> Dataset records:
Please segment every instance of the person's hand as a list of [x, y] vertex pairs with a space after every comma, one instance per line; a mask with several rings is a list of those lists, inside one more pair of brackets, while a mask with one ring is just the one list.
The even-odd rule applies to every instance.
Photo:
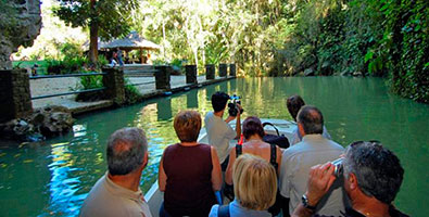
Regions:
[[330, 162], [324, 165], [313, 166], [310, 170], [310, 178], [307, 182], [307, 199], [308, 204], [316, 206], [319, 200], [328, 192], [329, 188], [336, 180], [333, 175], [335, 165]]
[[236, 110], [237, 110], [237, 116], [239, 116], [239, 115], [241, 115], [241, 105], [240, 104], [236, 104], [237, 106], [236, 106]]

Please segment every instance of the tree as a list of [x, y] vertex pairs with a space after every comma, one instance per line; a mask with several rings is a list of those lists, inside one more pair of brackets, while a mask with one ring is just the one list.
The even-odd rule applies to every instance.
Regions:
[[58, 0], [54, 14], [73, 27], [89, 27], [89, 60], [98, 61], [98, 38], [124, 37], [133, 26], [138, 0]]

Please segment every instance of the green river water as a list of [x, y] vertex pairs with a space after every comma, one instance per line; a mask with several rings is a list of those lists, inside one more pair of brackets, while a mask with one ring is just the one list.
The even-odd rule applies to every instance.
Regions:
[[149, 139], [150, 162], [142, 175], [147, 191], [155, 181], [160, 156], [178, 140], [173, 117], [186, 108], [202, 115], [215, 91], [242, 97], [244, 116], [291, 119], [287, 97], [301, 94], [318, 106], [335, 141], [376, 139], [400, 157], [405, 169], [394, 204], [426, 216], [429, 105], [388, 92], [380, 78], [239, 78], [167, 98], [77, 117], [73, 131], [42, 143], [0, 146], [0, 216], [76, 216], [93, 183], [105, 173], [105, 143], [116, 129], [137, 126]]

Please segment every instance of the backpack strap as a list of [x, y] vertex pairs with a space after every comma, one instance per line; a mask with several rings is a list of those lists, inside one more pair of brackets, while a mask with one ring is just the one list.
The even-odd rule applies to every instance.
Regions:
[[227, 205], [219, 205], [217, 207], [217, 216], [218, 217], [229, 217], [229, 204]]
[[274, 166], [277, 173], [278, 164], [277, 164], [277, 145], [276, 144], [269, 144], [272, 148], [272, 154], [269, 157], [269, 163]]
[[236, 144], [236, 158], [238, 158], [243, 153], [243, 146], [241, 144]]

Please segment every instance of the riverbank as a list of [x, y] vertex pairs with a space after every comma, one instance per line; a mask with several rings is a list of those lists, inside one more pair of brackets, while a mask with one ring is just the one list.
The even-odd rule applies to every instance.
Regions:
[[[180, 91], [188, 91], [193, 88], [199, 88], [225, 80], [234, 79], [235, 76], [216, 77], [215, 79], [205, 79], [205, 76], [198, 76], [197, 85], [187, 85], [186, 76], [171, 76], [171, 90], [156, 90], [154, 77], [126, 77], [129, 84], [136, 84], [137, 90], [140, 92], [140, 101], [151, 98], [172, 94]], [[30, 92], [33, 97], [68, 92], [72, 89], [80, 87], [79, 78], [47, 78], [30, 80]], [[143, 84], [143, 85], [138, 85]], [[140, 102], [139, 101], [139, 102]], [[39, 108], [47, 105], [61, 105], [67, 107], [73, 115], [83, 114], [87, 112], [94, 112], [98, 110], [105, 110], [114, 106], [111, 100], [102, 100], [97, 102], [76, 102], [75, 95], [63, 95], [47, 99], [33, 100], [33, 107]]]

> Task statement: Copy out everything in the records above, from the line that contains "Please segment every instance of the backpack" down through the last line, including both ends, without changing a single character.

> Response for this exercise:
Please segment every instance of the backpack strap as a list of [x, y] vertex pairs with a space after every comma, one instance per line; a mask with several rings is a list of those lists, inside one more pair of brackets, while a mask with one ring is just the one list.
The even-odd rule applies to every instance.
Regions:
[[227, 205], [219, 205], [217, 207], [217, 216], [218, 217], [229, 217], [229, 204]]
[[274, 166], [277, 173], [278, 164], [277, 164], [277, 145], [276, 144], [269, 144], [272, 148], [272, 154], [269, 157], [269, 163]]
[[236, 144], [236, 158], [238, 158], [243, 153], [243, 146], [241, 144]]

Please segment every instance of the riverbank as a list of [x, y] vertex pairs with a space after every comma, one instance per line; a mask with several rings is a list of those lists, inside one more pair of brackets, while a mask with one ring is just the one list.
The even-odd rule applies to every instance.
Regions:
[[[180, 91], [188, 91], [193, 88], [199, 88], [225, 80], [234, 79], [235, 76], [216, 77], [215, 79], [205, 79], [205, 76], [198, 76], [197, 85], [187, 85], [186, 76], [171, 76], [171, 90], [156, 90], [154, 77], [126, 77], [129, 84], [136, 84], [137, 90], [140, 92], [140, 101], [151, 98], [172, 94]], [[30, 92], [33, 97], [68, 92], [72, 89], [80, 87], [79, 78], [47, 78], [30, 80]], [[143, 84], [143, 85], [138, 85]], [[140, 102], [139, 101], [139, 102]], [[39, 108], [47, 105], [61, 105], [67, 107], [73, 115], [83, 114], [87, 112], [94, 112], [98, 110], [105, 110], [114, 106], [111, 100], [102, 100], [97, 102], [76, 102], [75, 95], [63, 95], [47, 99], [33, 100], [33, 107]]]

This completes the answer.